==== Records to process ====
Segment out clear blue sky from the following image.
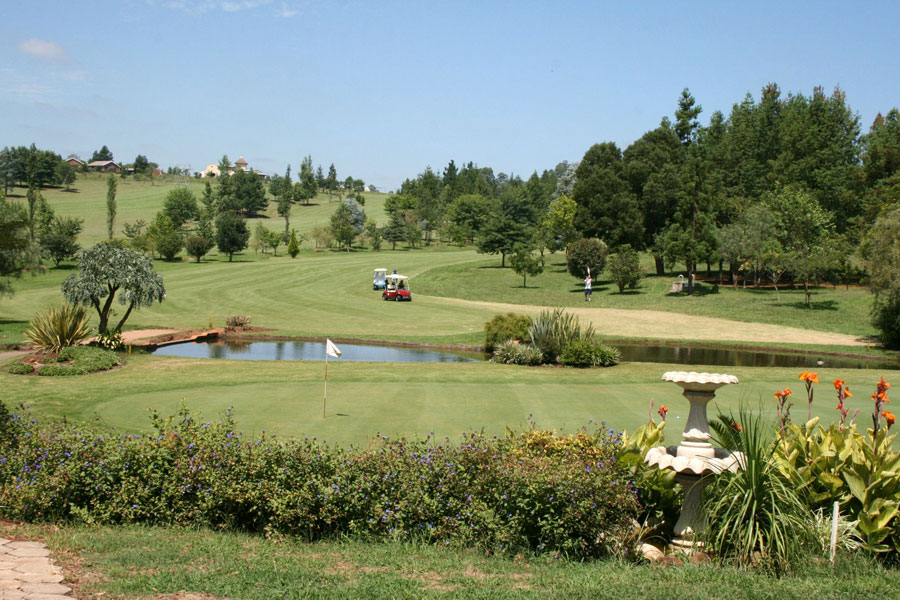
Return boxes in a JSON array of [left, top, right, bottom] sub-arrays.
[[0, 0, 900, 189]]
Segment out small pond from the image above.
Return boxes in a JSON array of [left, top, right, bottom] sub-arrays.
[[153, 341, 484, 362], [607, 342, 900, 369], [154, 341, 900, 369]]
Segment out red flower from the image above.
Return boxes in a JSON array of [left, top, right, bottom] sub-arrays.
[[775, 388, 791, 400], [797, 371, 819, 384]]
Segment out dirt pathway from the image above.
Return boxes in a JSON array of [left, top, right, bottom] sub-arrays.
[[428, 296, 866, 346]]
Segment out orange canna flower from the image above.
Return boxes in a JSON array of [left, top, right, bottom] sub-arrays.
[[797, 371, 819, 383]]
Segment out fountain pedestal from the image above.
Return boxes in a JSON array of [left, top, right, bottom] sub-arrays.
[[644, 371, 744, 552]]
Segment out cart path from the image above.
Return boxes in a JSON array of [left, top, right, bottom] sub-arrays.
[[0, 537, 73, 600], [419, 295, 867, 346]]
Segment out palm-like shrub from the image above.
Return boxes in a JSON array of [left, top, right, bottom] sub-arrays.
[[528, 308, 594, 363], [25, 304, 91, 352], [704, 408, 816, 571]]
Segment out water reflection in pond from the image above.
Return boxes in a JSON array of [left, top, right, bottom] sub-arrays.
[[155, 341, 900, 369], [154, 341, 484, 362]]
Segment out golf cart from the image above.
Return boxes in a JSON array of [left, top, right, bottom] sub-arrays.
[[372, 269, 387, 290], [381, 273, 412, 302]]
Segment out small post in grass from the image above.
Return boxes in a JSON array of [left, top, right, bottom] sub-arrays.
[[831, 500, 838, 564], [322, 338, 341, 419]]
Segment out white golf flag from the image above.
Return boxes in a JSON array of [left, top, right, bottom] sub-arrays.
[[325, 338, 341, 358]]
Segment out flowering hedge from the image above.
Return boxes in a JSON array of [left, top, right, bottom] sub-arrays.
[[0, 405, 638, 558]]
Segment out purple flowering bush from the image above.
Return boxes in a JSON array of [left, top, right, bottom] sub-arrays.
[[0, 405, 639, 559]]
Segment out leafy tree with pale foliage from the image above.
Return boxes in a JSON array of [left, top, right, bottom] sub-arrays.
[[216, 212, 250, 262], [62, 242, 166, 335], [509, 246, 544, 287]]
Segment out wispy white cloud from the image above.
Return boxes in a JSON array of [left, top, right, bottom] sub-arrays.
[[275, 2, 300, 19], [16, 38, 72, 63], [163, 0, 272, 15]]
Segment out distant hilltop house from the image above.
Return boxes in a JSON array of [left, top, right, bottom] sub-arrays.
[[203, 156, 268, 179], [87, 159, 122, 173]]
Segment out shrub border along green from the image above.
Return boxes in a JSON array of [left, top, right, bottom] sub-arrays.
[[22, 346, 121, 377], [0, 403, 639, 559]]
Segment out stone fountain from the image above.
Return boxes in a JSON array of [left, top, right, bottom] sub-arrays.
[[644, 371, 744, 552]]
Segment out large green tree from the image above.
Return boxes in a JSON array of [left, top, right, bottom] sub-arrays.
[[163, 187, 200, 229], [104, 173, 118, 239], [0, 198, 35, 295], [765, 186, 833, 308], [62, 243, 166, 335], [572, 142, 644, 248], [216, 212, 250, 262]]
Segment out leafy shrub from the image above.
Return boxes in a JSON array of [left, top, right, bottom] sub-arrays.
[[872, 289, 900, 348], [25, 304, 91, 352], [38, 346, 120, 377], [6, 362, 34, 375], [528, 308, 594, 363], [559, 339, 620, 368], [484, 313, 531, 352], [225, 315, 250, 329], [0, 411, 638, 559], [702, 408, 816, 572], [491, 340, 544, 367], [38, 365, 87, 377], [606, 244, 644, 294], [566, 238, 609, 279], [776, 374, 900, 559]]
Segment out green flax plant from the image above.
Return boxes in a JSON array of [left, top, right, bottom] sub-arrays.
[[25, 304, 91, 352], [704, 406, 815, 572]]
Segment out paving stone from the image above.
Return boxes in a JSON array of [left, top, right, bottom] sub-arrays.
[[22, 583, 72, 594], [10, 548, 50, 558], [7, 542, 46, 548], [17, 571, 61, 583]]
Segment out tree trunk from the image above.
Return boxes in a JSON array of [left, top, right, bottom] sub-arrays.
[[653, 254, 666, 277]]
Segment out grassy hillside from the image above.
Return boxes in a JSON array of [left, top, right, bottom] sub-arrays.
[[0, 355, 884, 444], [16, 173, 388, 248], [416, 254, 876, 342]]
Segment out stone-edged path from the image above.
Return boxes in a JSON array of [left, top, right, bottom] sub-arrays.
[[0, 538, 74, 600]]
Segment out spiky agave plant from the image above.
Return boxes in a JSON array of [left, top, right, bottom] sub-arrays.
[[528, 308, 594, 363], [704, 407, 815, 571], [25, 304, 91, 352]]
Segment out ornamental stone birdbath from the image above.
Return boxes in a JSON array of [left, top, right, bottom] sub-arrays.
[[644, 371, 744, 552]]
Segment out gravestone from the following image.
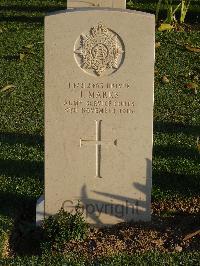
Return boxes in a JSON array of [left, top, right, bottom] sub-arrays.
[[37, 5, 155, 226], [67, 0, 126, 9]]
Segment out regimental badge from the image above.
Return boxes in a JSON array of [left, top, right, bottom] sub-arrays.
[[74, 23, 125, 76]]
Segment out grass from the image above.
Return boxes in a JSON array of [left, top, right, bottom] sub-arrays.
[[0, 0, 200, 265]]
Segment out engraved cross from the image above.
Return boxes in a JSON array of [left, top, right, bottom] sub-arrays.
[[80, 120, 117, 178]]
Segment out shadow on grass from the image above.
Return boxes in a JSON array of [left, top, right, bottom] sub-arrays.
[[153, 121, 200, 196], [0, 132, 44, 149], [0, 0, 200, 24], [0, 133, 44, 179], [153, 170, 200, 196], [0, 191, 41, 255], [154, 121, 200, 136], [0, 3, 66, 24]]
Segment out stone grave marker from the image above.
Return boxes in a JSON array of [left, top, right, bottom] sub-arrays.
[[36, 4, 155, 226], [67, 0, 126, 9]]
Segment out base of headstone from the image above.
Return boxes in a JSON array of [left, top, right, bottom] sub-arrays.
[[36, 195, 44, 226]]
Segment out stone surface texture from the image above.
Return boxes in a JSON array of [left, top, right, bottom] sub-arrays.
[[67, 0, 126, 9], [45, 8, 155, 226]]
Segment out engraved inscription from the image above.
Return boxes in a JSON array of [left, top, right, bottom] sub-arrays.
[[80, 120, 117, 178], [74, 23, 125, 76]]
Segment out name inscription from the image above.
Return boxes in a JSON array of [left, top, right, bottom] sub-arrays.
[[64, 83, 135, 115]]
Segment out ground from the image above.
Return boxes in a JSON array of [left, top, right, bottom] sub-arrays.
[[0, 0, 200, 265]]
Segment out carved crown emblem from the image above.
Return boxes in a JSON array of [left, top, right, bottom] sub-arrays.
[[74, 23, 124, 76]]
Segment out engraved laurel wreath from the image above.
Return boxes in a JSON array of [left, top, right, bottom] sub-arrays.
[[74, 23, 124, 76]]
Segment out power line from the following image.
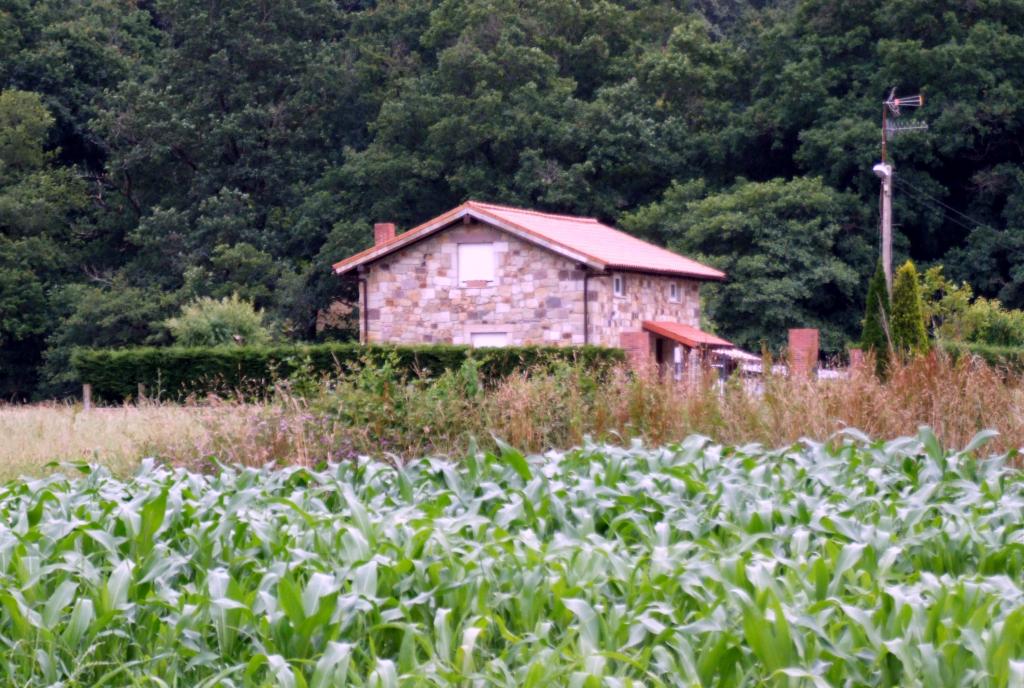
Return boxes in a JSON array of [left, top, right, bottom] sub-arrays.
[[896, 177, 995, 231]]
====
Reproduce every item above verbatim, line for line, and omit the pictures from your output.

Segment out clear blue sky from the following image.
Return boxes in a JSON array of [left, top, right, bottom] sub-arrays.
[[0, 0, 900, 189]]
Segment out small pond from the image above.
Return boxes in a JSON array of [left, top, right, bottom] sub-arrays.
[[153, 341, 484, 362], [607, 342, 900, 369], [154, 341, 900, 369]]
Segment out red flower from the image above.
Return boxes in a JSON array of [left, top, right, bottom] sub-arrays.
[[775, 388, 791, 400], [797, 371, 819, 384]]
Segment out dirt pathway from the image above.
Return boxes in a JSON array of [left, top, right, bottom] sub-arrays.
[[428, 296, 866, 346]]
Segment out orange canna flower from the image above.
Return boxes in a JSON array of [left, top, right, bottom] sub-arrays.
[[797, 371, 819, 383]]
Segment out fountain pedestal from the image above.
Return boxes in a JSON array of [left, top, right, bottom] sub-arrays.
[[644, 371, 744, 552]]
Segment out cart path from the image above.
Return boxes in a JSON array of [left, top, right, bottom] sub-arrays.
[[0, 537, 73, 600], [419, 295, 867, 346]]
Segment out palm-like shrub from the image above.
Return boxes in a JSON array of [left, top, right, bottom] sub-arrays.
[[528, 308, 594, 363], [25, 304, 91, 352], [704, 408, 816, 571]]
Segment out water reflection in pond from the image above.
Return boxes in a JSON array of [left, top, right, bottom] sub-arrays.
[[155, 341, 900, 369], [154, 341, 484, 362]]
Segment out golf cart from the image above.
Return boxes in a JSON array of [left, top, right, bottom] sub-arrays.
[[372, 269, 387, 290], [381, 273, 412, 302]]
Segment out small post in grass from the image above.
Return boxes in a JSON array of [left, top, right, bottom] sub-arrays.
[[831, 500, 838, 564], [322, 338, 341, 419]]
Segment out white golf flag from the image above.
Return boxes in a JSON array of [left, top, right, bottom] sub-arrays.
[[325, 338, 341, 358]]
Segment out flowering hedge from the image above.
Return boxes in a JSON array of [left, top, right, bottom] sub-arrays.
[[0, 405, 638, 558]]
Segment out purple flowering bush from the image above.
Return boxes in a JSON array of [left, top, right, bottom] sub-arrays.
[[0, 405, 639, 559]]
Segment out leafy tree with pale foliage from the image above.
Return boxes in a JSON array of [left, top, right, bottom] sub-arrays.
[[216, 212, 250, 262], [62, 242, 166, 335], [509, 246, 544, 287]]
Segment out wispy white cloud from the image above.
Return boxes in a JSON array of [left, top, right, bottom] sub-arrays.
[[275, 2, 300, 19], [16, 38, 72, 63], [163, 0, 272, 15]]
Segment out distant hilltop house from the image above.
Return boxes in a JSON array of [left, top, right, bottom] sub-arrays.
[[203, 156, 268, 179], [87, 159, 122, 173]]
Segment out shrub border along green from the image above.
Return boxes in a JSON array of [left, top, right, bottom] sub-arrays.
[[22, 346, 121, 377], [0, 403, 639, 559]]
Segment out stone fountain from the image above.
Return boxes in a JSON array of [left, top, right, bottom] sub-arrays.
[[644, 371, 744, 552]]
Segment out large green tree from the image above.
Return boxes in a JSON array of [left, top, right, bottom] sub-arrays.
[[163, 187, 200, 229], [104, 173, 118, 239], [0, 198, 35, 295], [765, 186, 833, 308], [62, 243, 166, 335], [572, 142, 644, 248], [216, 212, 250, 262]]
Segment out leafy shrub from the image above.
Return boxes in a JSON array of [left, top, right, bottom] sub-arrays.
[[872, 289, 900, 348], [25, 304, 91, 352], [38, 346, 120, 377], [6, 362, 34, 375], [528, 308, 594, 363], [559, 339, 620, 368], [484, 313, 531, 352], [225, 315, 250, 329], [0, 411, 638, 559], [702, 408, 816, 572], [491, 340, 544, 367], [38, 365, 87, 377], [606, 244, 644, 294], [566, 238, 609, 279], [776, 374, 900, 559]]
Segment out green flax plant from the image above.
Return boxes in a JSON array of [left, top, right, bottom] sub-arrays.
[[25, 304, 91, 352], [704, 406, 815, 572]]
Segment out paving stone from the image above.
Return boxes in a JSON array of [left, top, right, bottom] sub-arrays.
[[22, 583, 72, 594], [10, 548, 50, 558], [7, 542, 46, 548], [17, 571, 61, 583]]
Segment out tree trunk from the image above.
Return boxes in a JSON array of [left, top, right, bottom] sub-arrays.
[[653, 254, 666, 277]]
Segment out grassy hillside from the image above.
Return boxes in a JSON array of [left, top, right, bottom] sub-arrays.
[[0, 355, 884, 444], [16, 173, 388, 248], [416, 254, 876, 342]]
Segment out stone-edged path from the image above.
Return boxes in a JSON array of [left, top, right, bottom] sub-arrays.
[[0, 538, 74, 600]]
Segment out spiky agave plant from the image above.
Return boxes in a JSON array of [left, top, right, bottom] sub-arrays.
[[528, 308, 594, 363], [704, 407, 815, 571], [25, 304, 91, 352]]
Segment out ornamental stone birdbath from the image above.
Return boxes in a JSON array of [left, top, right, bottom] sub-arrays.
[[644, 371, 744, 552]]
Segment out gravestone from the following image.
Return boxes in a JSON array of [left, top, right, bottom] sub-arrays.
[[37, 5, 155, 226], [67, 0, 126, 9]]
Segment out regimental badge from the image above.
Return boxes in a JSON array of [left, top, right, bottom] sub-arrays.
[[74, 23, 125, 76]]
Segment out grass from the image above.
Return boxes in a JSON array of [left, top, right, bottom] sub-arrays.
[[0, 0, 200, 265]]
Segment out engraved cross from the image above.
Return boxes in a JSON array of [left, top, right, bottom] sub-arrays.
[[80, 120, 117, 178]]
Segment out shadow on grass from the image above.
Return boxes in a JSON array of [left, top, right, bottom] sub-arrays.
[[153, 121, 200, 196], [0, 132, 44, 149], [0, 0, 200, 24], [0, 133, 44, 179], [153, 170, 200, 196], [0, 191, 41, 255], [154, 121, 200, 136], [0, 3, 66, 24]]
Segment out stone grave marker from the image above.
Return boxes in a JSON array of [left, top, right, bottom] sub-arrays.
[[36, 4, 155, 226], [67, 0, 126, 9]]
Segment out base of headstone from the image above.
Return boxes in a JSON array of [left, top, right, bottom] sub-arrays.
[[36, 195, 44, 226]]
Segment out stone surface texture from the image above.
Return boxes in a JSON array of [left, top, right, bottom] sub-arrays.
[[67, 0, 126, 9], [45, 8, 155, 226]]
Segment out engraved inscription from the image above.
Return boxes in a JSON array of [left, top, right, bottom] sub-arrays.
[[80, 120, 117, 178], [74, 23, 125, 76]]
Segment out name inscription from the image above.
Return boxes in a JSON array of [left, top, right, bottom] sub-arrays.
[[64, 83, 135, 115]]
Segment out ground from the image above.
Return boxes in a JSON array of [left, top, right, bottom] sub-arrays.
[[0, 0, 200, 265]]
Segment out carved crown emblem from the image above.
Return boxes in a JSON array of [left, top, right, bottom] sub-arrays.
[[74, 23, 124, 76]]
Segment out engraved laurel wreath from the image above.
Return boxes in a JSON array of [left, top, right, bottom] sub-arrays.
[[74, 23, 124, 76]]
Segment out power line from the following image.
Return boxes in a JSON array of [left, top, right, bottom] sub-arrays.
[[896, 177, 995, 231]]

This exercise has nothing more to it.